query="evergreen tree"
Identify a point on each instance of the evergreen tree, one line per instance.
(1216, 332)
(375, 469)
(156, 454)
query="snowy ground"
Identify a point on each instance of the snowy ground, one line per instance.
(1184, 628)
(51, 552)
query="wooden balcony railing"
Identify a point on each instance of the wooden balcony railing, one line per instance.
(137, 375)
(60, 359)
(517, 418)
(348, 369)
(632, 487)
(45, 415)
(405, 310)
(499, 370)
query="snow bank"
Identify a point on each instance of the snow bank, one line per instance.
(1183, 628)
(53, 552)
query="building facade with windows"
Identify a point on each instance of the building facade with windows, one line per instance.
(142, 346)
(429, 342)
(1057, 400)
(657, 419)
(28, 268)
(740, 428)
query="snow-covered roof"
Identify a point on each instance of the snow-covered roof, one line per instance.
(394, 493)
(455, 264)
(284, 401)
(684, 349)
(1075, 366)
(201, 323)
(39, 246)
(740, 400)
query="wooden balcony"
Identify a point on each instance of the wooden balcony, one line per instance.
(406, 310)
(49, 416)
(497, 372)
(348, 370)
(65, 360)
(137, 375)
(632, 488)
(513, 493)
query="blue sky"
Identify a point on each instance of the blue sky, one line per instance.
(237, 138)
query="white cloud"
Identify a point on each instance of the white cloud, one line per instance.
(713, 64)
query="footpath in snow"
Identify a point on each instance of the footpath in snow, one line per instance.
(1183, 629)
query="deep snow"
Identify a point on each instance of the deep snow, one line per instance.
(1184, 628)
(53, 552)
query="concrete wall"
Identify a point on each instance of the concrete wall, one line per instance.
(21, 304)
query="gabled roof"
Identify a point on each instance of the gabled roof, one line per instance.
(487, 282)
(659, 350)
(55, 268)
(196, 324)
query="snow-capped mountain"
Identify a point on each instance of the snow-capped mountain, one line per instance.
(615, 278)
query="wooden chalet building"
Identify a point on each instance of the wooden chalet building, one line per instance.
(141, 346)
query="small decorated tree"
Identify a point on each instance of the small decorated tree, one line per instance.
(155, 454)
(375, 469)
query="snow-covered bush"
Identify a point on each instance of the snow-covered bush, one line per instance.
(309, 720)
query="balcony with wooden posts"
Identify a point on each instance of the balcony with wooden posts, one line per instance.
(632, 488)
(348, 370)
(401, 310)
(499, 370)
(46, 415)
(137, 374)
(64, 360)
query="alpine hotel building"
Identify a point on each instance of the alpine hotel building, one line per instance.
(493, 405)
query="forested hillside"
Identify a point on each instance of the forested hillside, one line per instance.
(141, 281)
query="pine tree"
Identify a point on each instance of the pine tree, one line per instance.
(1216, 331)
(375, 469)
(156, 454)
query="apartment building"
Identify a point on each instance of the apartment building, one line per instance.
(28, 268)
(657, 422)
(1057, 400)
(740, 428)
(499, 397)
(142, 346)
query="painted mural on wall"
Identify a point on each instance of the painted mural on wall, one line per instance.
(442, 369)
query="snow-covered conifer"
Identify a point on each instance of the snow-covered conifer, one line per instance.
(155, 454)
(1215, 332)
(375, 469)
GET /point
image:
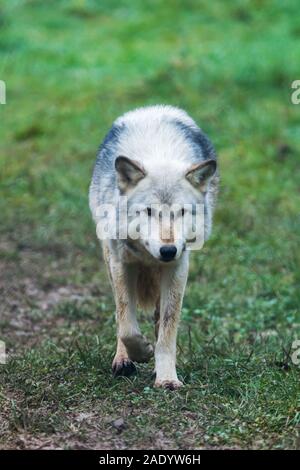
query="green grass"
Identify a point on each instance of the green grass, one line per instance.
(71, 67)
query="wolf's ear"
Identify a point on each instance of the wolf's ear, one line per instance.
(201, 173)
(129, 173)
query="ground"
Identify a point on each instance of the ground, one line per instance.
(70, 69)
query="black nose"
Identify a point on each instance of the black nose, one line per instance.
(168, 252)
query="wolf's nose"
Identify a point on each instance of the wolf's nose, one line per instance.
(168, 252)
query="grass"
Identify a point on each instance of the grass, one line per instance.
(70, 69)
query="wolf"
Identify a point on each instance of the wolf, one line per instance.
(154, 156)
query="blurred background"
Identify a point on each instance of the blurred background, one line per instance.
(72, 67)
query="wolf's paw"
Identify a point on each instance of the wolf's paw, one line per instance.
(138, 348)
(168, 384)
(123, 367)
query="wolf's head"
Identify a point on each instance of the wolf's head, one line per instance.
(165, 207)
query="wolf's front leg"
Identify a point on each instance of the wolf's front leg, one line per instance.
(173, 283)
(132, 345)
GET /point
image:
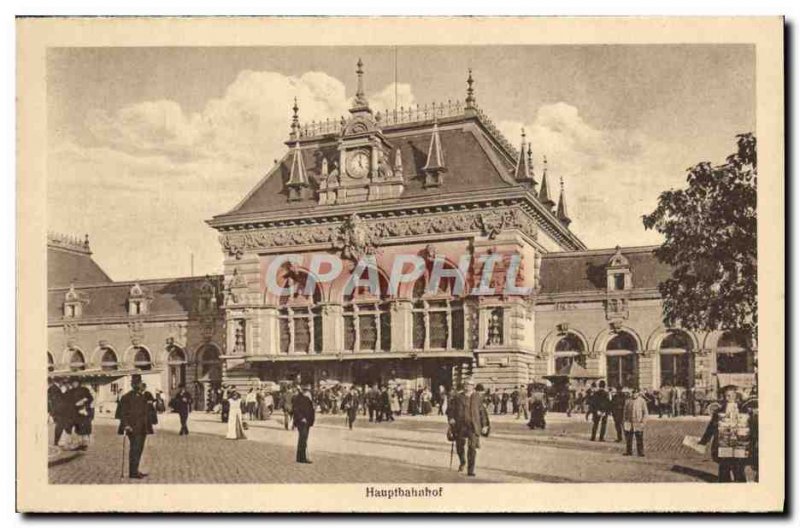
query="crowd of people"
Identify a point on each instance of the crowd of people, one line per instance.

▶ Given problem
Locate each row above that contains the string "tree" and copy every such row in full, treating uppercase and lowercase letters as distinct.

▶ Right answer
query="evergreen tree"
Identify a point on each instance of the evergreen tree, one line per instance.
query="small decorated tree"
Identify a point on each instance of the small decorated tree, one line per instance.
query="pine tree"
Identify a point on each instance of the pine tree, one line per instance.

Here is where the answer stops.